• [HOW TO COMPLETE THIS TASK]: According to the news text about Google's eighth-generation TPUs, what is Performix?

• [TEXT]:
....
All About Circuits

Arm Axion Heads Google’s 8th-Gen TPUs as Cloud Pivots to Agentic AI

Google Cloud split the TPU line into training and inference variants, with Arm Neoverse-based Axion CPUs as the host across the stack. Arm also rolled out Performix, a free performance toolkit aimed at the silicon's growing developer base.


News May 05, 2026 by Luke James

At Google Cloud Next, Google unveiled its eighth-generation TPUs—TPU 8t and TPU 8i—alongside an expanded role for Arm's Axion CPUs as the host processor across the new fleet. 

 

Google Cloud's eighth-generation TPUs

Google Cloud's eighth-generation TPUs come in two distinct systems: TPU 8t and TPU 8i. 
 

Separately, Arm announced Performix, a free performance analysis toolkit for Arm-based servers. Both moves are framed around a single workload shift: agentic AI systems that orchestrate continuous chains of reasoning, tool calls, and retrieval rather than serving one-shot model queries.
....
• [PROVIDED DATA]:
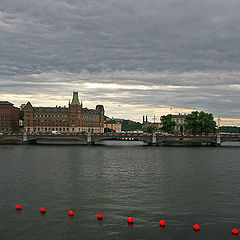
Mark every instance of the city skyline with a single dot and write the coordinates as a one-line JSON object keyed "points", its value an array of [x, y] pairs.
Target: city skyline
{"points": [[136, 58]]}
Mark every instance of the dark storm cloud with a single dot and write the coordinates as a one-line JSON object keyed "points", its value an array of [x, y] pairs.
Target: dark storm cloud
{"points": [[169, 53]]}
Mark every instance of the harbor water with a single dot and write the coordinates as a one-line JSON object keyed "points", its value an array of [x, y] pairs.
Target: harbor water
{"points": [[181, 185]]}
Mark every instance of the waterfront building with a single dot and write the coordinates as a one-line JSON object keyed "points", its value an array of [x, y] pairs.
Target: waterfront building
{"points": [[113, 125], [9, 117], [74, 118], [180, 123]]}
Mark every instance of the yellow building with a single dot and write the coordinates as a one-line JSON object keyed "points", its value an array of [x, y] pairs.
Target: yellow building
{"points": [[114, 125], [180, 123]]}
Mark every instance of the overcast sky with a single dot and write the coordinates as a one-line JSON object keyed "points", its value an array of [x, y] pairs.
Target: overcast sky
{"points": [[136, 57]]}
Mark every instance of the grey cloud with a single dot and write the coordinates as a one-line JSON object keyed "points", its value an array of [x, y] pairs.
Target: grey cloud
{"points": [[49, 47]]}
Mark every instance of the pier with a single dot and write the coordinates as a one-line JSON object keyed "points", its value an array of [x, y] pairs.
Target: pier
{"points": [[91, 138]]}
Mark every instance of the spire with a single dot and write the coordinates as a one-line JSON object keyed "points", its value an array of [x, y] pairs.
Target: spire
{"points": [[75, 100]]}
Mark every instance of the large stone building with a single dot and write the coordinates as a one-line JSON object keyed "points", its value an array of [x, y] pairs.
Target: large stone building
{"points": [[113, 125], [180, 123], [73, 118], [9, 117]]}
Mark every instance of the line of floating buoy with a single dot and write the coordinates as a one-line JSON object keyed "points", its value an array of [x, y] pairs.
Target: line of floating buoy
{"points": [[130, 220]]}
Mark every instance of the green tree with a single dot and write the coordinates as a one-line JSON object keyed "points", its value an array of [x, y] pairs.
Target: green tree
{"points": [[149, 129], [229, 129], [200, 123], [168, 123]]}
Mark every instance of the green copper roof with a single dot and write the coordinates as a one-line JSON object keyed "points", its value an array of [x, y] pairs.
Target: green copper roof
{"points": [[75, 100]]}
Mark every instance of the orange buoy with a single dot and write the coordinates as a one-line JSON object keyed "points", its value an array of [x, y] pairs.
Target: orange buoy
{"points": [[43, 210], [130, 220], [162, 223], [196, 227], [235, 231], [71, 213], [19, 207]]}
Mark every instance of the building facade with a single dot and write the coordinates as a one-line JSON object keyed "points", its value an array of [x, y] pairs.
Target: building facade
{"points": [[113, 125], [73, 118], [9, 117], [180, 123]]}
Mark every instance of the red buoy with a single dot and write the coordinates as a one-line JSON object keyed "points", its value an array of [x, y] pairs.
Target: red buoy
{"points": [[19, 207], [43, 210], [235, 231], [130, 220], [71, 213], [196, 227], [162, 223]]}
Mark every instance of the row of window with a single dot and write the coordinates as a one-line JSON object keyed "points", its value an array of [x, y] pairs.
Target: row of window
{"points": [[4, 111], [58, 129], [6, 118], [64, 116], [179, 120]]}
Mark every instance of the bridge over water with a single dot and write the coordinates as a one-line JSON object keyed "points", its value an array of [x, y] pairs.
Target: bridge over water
{"points": [[90, 138]]}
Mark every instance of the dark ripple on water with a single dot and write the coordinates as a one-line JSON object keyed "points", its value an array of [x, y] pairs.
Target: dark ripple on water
{"points": [[182, 185]]}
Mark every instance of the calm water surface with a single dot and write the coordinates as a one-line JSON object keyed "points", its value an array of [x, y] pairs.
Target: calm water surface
{"points": [[183, 185]]}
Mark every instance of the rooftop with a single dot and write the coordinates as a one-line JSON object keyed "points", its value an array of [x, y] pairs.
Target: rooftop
{"points": [[5, 103]]}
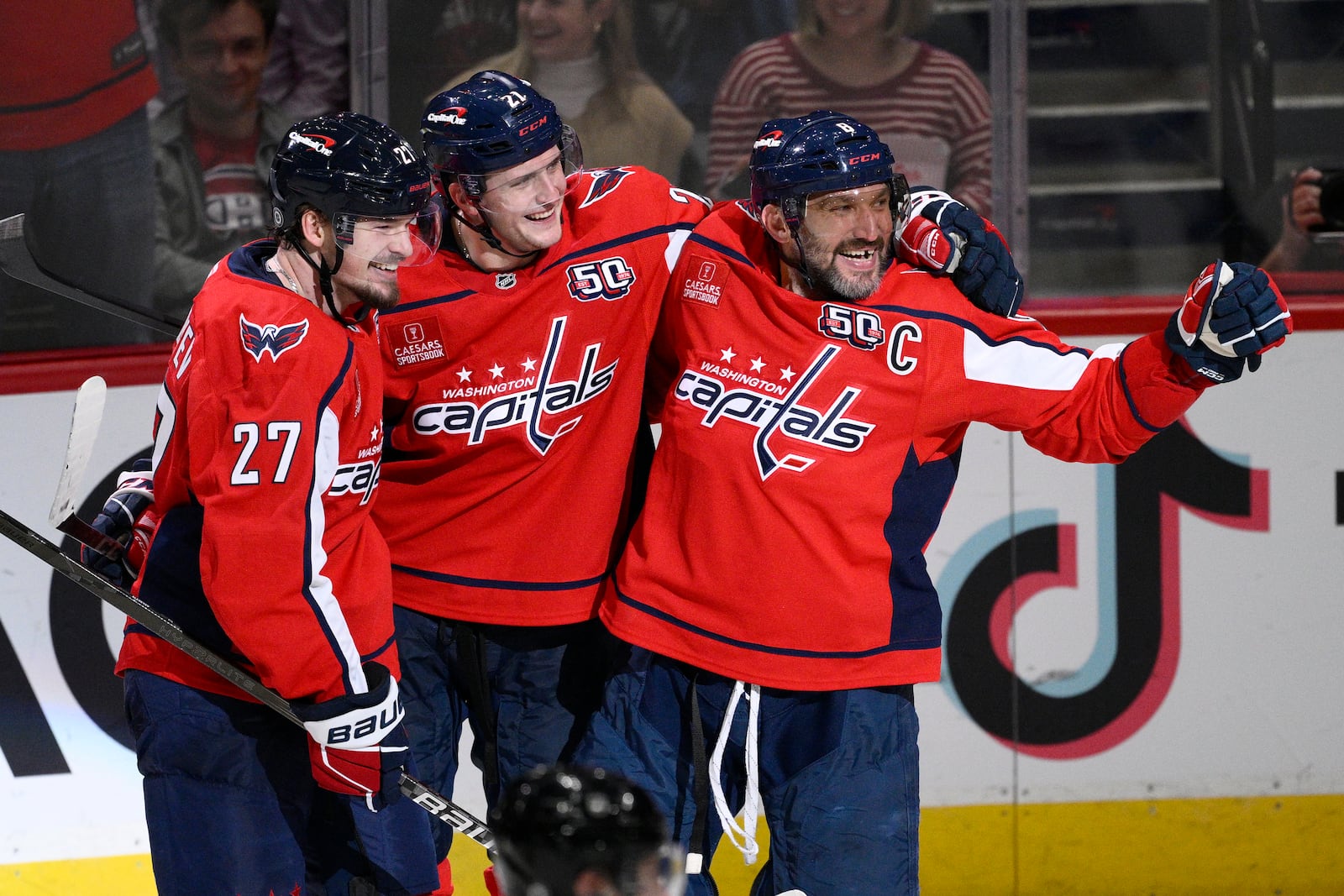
....
• [EXERCISE SOLUTION]: A free performance analysis toolkit for Arm-based servers.